Record extracts:
▶

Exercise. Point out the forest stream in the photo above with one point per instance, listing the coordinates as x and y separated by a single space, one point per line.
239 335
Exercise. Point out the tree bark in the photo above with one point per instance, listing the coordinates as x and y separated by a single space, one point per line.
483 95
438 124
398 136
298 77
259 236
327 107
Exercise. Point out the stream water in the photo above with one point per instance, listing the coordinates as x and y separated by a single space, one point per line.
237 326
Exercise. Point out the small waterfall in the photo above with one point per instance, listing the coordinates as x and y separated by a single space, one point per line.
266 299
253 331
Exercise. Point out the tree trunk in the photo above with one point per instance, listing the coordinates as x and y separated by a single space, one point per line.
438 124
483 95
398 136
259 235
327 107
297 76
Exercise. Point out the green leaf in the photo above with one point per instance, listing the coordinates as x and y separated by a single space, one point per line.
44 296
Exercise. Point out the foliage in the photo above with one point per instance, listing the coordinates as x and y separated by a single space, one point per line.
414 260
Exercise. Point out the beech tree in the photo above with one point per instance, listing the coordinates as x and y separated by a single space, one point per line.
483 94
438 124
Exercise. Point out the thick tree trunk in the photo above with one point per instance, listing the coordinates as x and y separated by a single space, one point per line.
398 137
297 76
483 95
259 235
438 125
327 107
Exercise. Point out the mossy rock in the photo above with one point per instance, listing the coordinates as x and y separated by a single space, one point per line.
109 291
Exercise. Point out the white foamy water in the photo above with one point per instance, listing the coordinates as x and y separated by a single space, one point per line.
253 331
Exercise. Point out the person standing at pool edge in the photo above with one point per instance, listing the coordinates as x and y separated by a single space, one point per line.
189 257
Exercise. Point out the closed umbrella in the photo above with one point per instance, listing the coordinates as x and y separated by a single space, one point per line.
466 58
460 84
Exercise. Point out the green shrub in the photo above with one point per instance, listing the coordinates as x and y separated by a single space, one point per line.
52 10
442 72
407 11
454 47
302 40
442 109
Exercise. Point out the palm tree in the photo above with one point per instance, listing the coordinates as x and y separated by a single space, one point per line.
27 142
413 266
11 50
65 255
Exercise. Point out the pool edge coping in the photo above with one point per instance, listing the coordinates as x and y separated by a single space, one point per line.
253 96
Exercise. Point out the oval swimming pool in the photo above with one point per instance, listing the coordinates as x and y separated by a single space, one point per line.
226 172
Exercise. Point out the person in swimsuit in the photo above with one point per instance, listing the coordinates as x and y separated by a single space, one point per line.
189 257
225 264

◀
▶

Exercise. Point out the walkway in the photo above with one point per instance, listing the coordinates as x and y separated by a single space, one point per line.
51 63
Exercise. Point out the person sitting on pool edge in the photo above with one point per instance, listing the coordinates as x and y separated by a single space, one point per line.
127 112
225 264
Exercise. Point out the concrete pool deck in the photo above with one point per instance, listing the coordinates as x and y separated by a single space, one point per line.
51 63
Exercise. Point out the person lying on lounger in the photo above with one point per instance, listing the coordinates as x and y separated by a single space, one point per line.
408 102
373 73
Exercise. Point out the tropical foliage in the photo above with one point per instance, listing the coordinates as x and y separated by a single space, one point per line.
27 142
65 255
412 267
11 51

◀
▶

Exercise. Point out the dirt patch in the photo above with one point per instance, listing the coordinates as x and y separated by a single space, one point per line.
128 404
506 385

◀

Given instruction: Display each line from the three blocks above in which the word "lying" appears.

Response to this exercise:
Exercise. Point out the person lying on lounger in the photo above with one point per instance, listing the coordinates as x and y separated by a single space, one point per line.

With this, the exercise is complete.